◆ **Source data**

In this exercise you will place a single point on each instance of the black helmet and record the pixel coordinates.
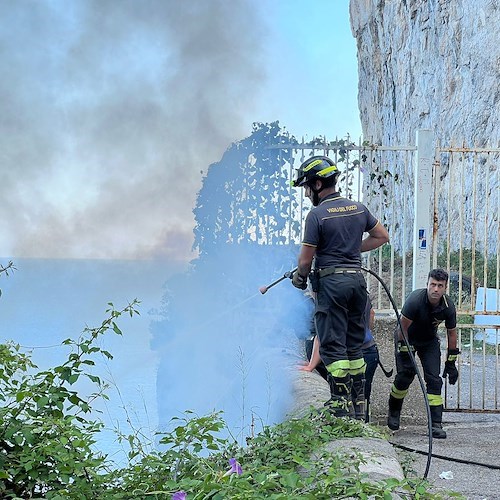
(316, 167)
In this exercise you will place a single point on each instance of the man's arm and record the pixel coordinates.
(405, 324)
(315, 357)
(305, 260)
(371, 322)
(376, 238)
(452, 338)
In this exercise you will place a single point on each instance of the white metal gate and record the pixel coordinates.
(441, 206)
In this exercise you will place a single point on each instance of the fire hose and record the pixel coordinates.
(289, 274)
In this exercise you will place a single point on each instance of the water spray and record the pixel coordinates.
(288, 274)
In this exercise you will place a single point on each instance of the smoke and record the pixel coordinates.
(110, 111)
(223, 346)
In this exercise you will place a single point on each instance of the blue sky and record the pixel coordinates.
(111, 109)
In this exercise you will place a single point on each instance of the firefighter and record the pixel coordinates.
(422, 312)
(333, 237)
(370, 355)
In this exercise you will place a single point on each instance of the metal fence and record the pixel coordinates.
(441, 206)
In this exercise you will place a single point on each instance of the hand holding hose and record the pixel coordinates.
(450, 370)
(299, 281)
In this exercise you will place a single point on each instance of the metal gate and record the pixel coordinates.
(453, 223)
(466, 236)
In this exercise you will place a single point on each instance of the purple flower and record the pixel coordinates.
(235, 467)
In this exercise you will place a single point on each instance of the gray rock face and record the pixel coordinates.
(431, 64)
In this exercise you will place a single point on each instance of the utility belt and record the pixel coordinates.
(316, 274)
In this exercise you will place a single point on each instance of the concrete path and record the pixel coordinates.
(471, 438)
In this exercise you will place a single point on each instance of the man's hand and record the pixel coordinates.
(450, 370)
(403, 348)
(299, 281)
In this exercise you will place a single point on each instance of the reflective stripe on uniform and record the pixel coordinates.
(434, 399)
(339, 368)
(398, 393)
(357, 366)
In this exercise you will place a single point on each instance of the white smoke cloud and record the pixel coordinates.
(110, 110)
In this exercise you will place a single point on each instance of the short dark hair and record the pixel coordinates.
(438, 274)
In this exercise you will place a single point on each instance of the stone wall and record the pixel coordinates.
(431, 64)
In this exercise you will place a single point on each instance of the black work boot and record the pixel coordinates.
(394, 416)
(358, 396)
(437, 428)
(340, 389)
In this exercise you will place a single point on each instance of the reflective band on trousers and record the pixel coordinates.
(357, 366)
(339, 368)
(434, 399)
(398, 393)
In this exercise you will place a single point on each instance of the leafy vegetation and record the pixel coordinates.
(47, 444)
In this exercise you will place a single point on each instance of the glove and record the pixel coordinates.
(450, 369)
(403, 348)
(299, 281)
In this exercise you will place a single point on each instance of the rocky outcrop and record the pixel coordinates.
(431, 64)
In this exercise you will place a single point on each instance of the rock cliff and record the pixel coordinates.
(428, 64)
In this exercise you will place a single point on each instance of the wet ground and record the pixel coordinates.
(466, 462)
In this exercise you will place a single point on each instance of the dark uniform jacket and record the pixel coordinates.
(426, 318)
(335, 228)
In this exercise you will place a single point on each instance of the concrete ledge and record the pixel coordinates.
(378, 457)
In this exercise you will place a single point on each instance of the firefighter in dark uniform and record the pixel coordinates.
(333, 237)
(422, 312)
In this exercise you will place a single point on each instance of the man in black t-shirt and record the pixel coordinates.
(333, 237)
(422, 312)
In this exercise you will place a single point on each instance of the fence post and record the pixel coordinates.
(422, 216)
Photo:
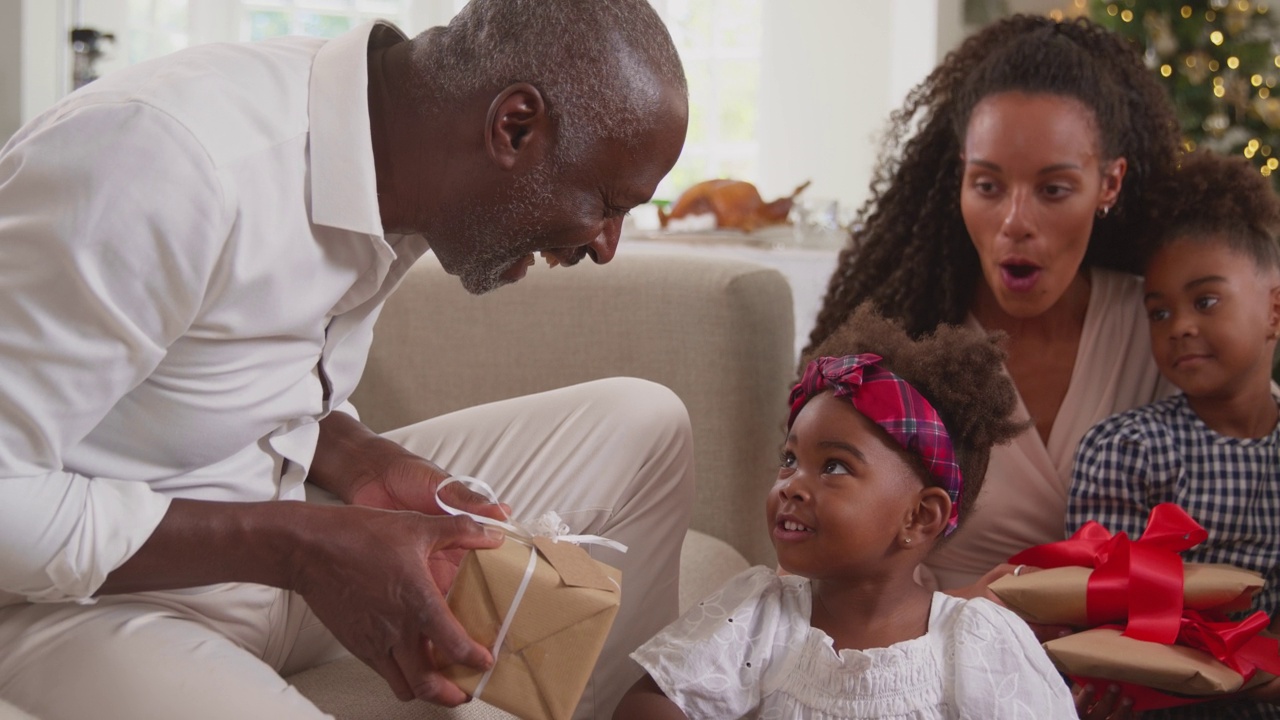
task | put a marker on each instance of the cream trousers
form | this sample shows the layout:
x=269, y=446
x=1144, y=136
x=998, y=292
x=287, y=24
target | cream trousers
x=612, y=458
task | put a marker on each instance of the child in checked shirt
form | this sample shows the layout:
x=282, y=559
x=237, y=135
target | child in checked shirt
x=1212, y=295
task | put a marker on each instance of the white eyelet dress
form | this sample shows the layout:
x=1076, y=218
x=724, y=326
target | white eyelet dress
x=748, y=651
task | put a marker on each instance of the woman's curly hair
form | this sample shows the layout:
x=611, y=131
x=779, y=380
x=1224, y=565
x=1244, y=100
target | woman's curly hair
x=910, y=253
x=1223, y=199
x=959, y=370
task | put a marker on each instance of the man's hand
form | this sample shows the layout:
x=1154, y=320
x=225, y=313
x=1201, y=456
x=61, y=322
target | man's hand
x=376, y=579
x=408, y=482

---

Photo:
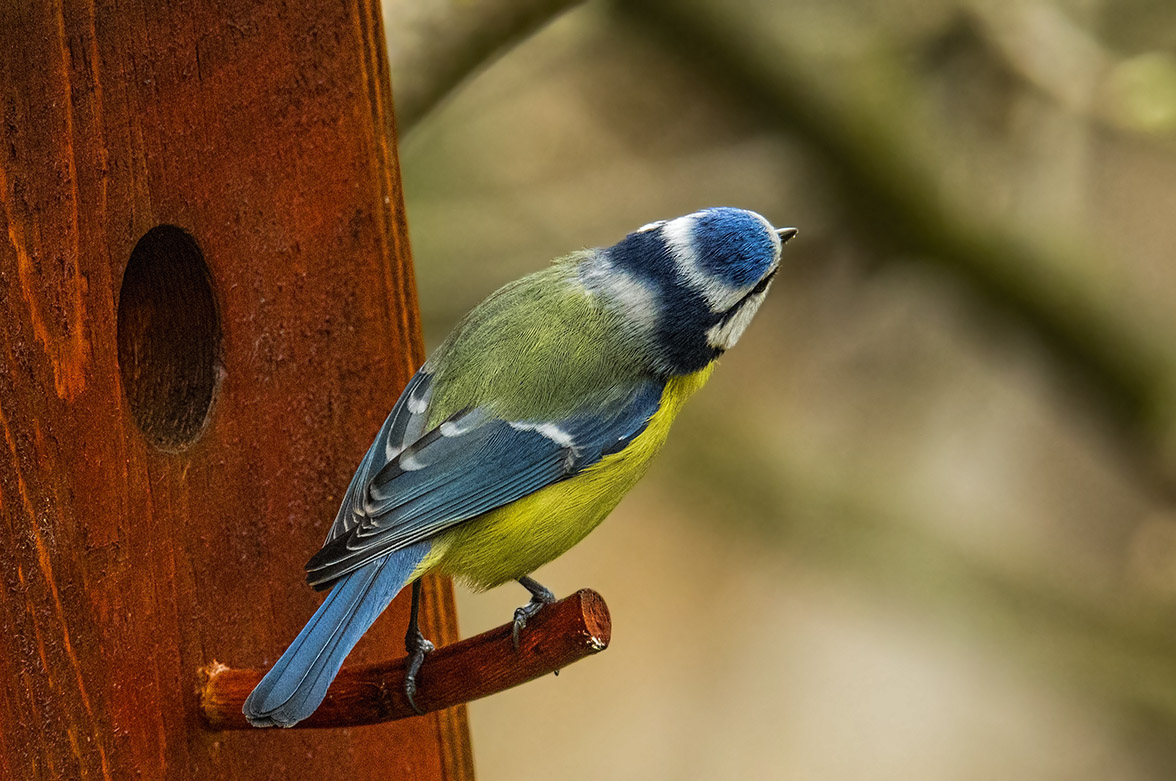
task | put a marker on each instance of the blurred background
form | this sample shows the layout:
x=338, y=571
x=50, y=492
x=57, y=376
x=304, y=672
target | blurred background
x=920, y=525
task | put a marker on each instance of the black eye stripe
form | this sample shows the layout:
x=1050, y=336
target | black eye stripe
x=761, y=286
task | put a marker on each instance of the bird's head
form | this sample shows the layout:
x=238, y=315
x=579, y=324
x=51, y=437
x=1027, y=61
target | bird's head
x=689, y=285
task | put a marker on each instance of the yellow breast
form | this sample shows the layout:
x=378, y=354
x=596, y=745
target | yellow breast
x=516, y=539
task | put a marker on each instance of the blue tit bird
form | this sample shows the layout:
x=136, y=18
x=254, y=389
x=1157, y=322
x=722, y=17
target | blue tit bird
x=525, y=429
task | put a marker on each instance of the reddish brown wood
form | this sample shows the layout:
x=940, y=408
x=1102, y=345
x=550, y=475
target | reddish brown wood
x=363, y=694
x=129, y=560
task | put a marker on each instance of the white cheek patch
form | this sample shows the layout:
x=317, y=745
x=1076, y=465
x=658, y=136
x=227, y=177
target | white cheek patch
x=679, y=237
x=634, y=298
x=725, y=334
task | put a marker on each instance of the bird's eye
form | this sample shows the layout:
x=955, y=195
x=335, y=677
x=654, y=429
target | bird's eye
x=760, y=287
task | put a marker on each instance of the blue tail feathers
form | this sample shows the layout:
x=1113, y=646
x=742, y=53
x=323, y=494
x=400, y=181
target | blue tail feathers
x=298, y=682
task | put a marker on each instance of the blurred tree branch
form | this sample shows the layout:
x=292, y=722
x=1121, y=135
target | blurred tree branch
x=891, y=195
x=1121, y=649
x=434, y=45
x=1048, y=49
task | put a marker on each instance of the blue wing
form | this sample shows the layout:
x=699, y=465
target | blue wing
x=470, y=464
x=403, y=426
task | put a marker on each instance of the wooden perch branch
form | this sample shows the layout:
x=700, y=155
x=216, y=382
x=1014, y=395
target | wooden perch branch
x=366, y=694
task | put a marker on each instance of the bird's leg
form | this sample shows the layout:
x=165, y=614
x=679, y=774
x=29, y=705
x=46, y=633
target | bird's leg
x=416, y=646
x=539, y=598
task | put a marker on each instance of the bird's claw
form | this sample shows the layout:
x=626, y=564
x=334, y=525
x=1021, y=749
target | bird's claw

---

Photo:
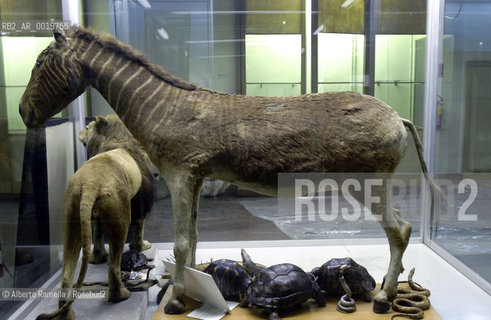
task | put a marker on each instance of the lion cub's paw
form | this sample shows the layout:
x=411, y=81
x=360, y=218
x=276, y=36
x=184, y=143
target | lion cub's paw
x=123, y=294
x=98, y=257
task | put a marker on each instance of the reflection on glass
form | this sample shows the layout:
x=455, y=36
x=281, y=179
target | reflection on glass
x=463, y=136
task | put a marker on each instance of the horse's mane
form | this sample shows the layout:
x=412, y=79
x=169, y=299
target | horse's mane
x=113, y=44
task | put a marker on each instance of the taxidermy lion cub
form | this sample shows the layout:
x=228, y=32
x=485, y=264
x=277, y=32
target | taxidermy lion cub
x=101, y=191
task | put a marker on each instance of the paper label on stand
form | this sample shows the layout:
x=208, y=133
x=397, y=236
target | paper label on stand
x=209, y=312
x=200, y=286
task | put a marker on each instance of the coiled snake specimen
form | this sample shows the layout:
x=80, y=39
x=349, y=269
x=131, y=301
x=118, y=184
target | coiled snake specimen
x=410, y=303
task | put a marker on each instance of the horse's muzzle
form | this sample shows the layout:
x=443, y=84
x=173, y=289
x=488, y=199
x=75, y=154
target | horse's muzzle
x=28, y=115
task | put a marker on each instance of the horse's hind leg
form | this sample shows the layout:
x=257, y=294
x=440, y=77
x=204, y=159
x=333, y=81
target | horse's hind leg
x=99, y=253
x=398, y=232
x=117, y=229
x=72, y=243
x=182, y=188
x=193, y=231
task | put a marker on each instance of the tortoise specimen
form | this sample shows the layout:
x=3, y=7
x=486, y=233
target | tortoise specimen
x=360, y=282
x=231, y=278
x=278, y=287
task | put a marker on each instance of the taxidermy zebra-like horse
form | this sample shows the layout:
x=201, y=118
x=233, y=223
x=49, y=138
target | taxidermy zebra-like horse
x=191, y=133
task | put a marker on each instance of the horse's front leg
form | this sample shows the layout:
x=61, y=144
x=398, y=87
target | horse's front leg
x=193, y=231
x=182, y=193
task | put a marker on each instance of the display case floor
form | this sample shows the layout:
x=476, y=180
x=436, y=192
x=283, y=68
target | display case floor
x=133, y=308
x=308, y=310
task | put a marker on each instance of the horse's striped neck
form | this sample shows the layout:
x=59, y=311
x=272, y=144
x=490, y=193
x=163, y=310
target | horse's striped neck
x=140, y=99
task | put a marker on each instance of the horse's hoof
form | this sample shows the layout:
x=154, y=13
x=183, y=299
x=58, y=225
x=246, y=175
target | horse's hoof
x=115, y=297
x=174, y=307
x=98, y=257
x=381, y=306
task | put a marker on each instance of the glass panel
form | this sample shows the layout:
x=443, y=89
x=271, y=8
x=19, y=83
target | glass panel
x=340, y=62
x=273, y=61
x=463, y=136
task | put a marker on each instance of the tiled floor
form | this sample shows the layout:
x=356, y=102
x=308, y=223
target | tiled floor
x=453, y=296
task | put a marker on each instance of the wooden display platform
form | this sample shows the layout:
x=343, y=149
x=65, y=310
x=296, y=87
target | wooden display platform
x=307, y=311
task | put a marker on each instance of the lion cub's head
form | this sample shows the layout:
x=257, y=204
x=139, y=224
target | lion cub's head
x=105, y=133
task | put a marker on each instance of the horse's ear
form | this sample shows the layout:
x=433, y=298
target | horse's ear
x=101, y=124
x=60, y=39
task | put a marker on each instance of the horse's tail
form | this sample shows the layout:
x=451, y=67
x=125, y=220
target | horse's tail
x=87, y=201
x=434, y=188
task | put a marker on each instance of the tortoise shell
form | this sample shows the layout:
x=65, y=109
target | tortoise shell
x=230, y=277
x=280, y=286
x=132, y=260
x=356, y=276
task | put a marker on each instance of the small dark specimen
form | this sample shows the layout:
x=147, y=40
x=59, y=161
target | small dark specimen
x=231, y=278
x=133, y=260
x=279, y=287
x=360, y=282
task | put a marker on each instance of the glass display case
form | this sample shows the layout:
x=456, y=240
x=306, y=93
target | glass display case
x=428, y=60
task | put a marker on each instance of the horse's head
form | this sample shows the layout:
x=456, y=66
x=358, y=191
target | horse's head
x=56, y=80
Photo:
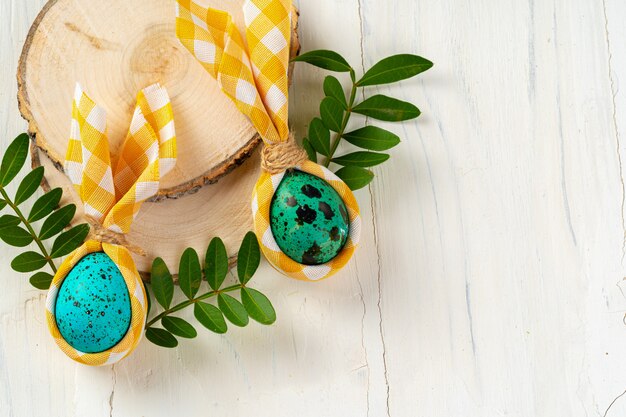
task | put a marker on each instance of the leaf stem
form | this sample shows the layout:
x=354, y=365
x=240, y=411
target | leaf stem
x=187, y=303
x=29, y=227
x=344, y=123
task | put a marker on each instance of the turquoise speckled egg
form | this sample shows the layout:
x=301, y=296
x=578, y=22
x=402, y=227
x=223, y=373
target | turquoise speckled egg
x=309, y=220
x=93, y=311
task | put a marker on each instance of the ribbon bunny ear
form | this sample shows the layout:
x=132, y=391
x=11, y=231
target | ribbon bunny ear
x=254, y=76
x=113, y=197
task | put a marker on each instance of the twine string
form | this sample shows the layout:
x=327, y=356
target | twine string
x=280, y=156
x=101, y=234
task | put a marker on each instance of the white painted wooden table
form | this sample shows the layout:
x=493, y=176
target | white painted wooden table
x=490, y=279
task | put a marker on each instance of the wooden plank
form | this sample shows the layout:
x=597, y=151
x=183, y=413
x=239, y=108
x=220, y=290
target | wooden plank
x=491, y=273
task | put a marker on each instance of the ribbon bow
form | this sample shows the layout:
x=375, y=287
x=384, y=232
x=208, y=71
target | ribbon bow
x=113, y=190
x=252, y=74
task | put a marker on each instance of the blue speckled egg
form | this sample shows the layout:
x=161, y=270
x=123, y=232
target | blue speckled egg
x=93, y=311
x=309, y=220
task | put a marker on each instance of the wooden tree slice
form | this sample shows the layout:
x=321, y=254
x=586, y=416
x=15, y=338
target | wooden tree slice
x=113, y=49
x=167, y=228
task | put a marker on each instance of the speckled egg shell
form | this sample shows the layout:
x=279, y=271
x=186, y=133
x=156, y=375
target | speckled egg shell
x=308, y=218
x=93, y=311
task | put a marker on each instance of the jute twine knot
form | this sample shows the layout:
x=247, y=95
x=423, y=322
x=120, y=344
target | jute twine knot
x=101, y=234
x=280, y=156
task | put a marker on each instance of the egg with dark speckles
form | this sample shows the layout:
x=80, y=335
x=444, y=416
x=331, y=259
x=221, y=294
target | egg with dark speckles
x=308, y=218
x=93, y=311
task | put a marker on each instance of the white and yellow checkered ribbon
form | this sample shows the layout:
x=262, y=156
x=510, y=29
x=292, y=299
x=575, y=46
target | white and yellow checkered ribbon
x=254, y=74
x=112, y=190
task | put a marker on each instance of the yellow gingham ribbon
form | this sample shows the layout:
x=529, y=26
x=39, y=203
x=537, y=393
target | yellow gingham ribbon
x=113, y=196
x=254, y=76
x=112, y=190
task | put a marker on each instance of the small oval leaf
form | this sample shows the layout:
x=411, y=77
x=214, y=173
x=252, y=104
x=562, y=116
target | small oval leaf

◆ **Task item**
What lines above contain "oval"? Copy them out.

◆ **Written answer**
task | put a marker on each instance of the small oval leaf
target | small oval leaf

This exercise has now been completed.